_Task to complete_
In your reply, restate all of the records below word for word.

_Listed records_
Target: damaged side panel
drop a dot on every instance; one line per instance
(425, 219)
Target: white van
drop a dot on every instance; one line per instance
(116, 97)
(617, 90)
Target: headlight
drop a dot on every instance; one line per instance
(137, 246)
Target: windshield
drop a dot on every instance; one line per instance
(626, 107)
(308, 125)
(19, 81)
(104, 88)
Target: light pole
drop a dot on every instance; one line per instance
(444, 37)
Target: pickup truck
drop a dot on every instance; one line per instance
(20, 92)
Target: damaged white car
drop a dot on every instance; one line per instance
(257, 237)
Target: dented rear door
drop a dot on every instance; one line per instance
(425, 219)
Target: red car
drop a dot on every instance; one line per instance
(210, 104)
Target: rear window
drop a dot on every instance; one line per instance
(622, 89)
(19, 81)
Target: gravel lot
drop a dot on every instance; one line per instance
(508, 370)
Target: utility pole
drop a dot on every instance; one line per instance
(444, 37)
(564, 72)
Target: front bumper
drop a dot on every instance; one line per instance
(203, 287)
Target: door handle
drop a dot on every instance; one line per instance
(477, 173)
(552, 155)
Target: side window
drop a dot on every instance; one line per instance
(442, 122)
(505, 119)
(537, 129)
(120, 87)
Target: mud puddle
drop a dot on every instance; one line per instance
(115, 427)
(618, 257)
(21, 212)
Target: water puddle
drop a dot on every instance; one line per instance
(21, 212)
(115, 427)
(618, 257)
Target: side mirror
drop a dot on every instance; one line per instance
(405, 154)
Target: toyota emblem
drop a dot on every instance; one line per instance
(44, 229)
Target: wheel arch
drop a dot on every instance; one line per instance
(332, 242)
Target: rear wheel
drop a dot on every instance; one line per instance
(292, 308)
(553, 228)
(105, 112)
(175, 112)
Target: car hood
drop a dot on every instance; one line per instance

_Answer area_
Target: damaged side panel
drop a dot on every instance; one line per instance
(425, 219)
Target: white van
drop a dot on every instance; one line per instance
(116, 97)
(617, 90)
Target: headlight
drop a dot on every instance; one line per instance
(137, 246)
Target: windshield
drop a dot on every instance; one line per instance
(626, 107)
(308, 125)
(19, 81)
(104, 88)
Target: light pole
drop a dot on every instance; one line per instance
(444, 37)
Target: pickup truck
drop a dot on every instance; one line per instance
(20, 92)
Target: damaged white car
drop a dot on every instance; one line per instance
(257, 237)
Target: dented rear door
drop a dot on every instance; one line per instance
(425, 219)
Target: red car
drop a dot on every instance; one line per instance
(210, 104)
Target: rear window
drop a dot on every instance; one line per instance
(622, 89)
(19, 81)
Target: gravel lot
drop a dot on every instance; one line per instance
(508, 370)
Target: utility pole
drop a dot on every instance; one line per instance
(444, 37)
(564, 72)
Target: front bumper
drop a dot on every instance; one line per instance
(203, 287)
Target: door handle
drop a dot on every instance; one line per instance
(477, 173)
(552, 155)
Target: side window
drop a dot on every instance; one line per instance
(442, 122)
(505, 119)
(537, 129)
(120, 87)
Target: mud puddle
drop a dot on every instance; one line per instance
(115, 427)
(618, 257)
(21, 212)
Target: water puddle
drop a dot on every instance; one line per instance
(21, 212)
(115, 427)
(618, 257)
Target: side mirror
drop a dot on every instance; one line per instance
(405, 154)
Target: toyota emblem
drop a dot on every instance; one line per instance
(44, 229)
Target: wheel arch
drop a dot on every instance; one line per instance
(332, 242)
Target: rear wheel
drop a dot on every instance; one line per instance
(292, 308)
(553, 228)
(105, 112)
(175, 112)
Target: car hood
drop a dot on every instance; one line per instance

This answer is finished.